— Begin —
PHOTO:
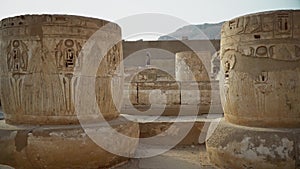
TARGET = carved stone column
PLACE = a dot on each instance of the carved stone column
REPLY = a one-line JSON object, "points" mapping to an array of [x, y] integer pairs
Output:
{"points": [[39, 55], [260, 85]]}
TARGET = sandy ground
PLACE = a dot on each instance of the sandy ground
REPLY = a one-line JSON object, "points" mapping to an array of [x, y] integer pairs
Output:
{"points": [[183, 157]]}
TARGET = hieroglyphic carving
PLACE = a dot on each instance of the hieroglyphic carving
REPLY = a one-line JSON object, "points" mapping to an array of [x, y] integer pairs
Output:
{"points": [[17, 63], [66, 54], [113, 59], [252, 24], [262, 89], [283, 23], [228, 62], [17, 56]]}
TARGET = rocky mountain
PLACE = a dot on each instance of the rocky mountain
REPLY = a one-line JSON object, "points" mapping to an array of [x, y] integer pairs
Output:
{"points": [[196, 32]]}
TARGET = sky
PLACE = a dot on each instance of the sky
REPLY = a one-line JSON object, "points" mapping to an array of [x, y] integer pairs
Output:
{"points": [[189, 11]]}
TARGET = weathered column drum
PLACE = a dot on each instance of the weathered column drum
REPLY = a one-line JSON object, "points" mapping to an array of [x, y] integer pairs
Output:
{"points": [[260, 57], [260, 90], [39, 57], [194, 80]]}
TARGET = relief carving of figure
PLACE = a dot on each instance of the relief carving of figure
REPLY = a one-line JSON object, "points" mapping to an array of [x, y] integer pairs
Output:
{"points": [[66, 54], [17, 56]]}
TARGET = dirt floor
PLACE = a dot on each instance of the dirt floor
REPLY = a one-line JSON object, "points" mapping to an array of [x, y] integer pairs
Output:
{"points": [[183, 157]]}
— End —
• **Request**: Quote every row above word for word, but leave the picture out.

• **Correct answer**:
PHOTO:
TARGET = carved stone column
PLACE = a dot on each instance of the carved stone column
REPLY = a one-line JSON object, "points" mapping to an array of [x, y] integer pairs
Output:
{"points": [[39, 55], [260, 85]]}
TARGET = sandy ground
PLACE = a dot on each instance of the sandy ground
REPLY = a one-line JSON object, "points" mapping to an array of [x, y] integer pairs
Output:
{"points": [[183, 157]]}
TARGET = hieroglyphic carving
PLACE = a dot on each instance of the hieroglyphic carving
REPLY = a one-line JSON object, "points" mapping to an array of [x, y] integer pairs
Output:
{"points": [[17, 63], [66, 54], [113, 59], [252, 24], [262, 89], [283, 23], [228, 62], [17, 56]]}
TARGET = rocky mountain
PLACE = a dot on each instance of the rocky mountain
REPLY = a one-line JSON object, "points" mapping to an array of [x, y] integer pairs
Output:
{"points": [[196, 32]]}
TARGET = sky
PLACE = a dot on each instance of the sky
REPLY = a one-line JSON object, "points" mapping to an array of [x, y] integer pairs
Output:
{"points": [[189, 11]]}
TARGET = weathered column drum
PLACE = a dot on each instance of the weathered column drum
REPLY = a one-line JSON object, "points" mapping to an array of [x, y] integer pairs
Output:
{"points": [[260, 57], [260, 90], [39, 57], [194, 80]]}
TARGET = relief carving of figure
PLACE = a dot on each instance of the relief carving of figure
REPLY = a one-line JSON object, "points" mapping to an array of [x, y] integer pairs
Output:
{"points": [[66, 54], [17, 56]]}
TARGET = dirt floor
PLACE = a dot on each instance of the dirt floor
REPLY = a one-line JSON object, "points" mapping to an array of [x, y] integer pairs
Output:
{"points": [[183, 157]]}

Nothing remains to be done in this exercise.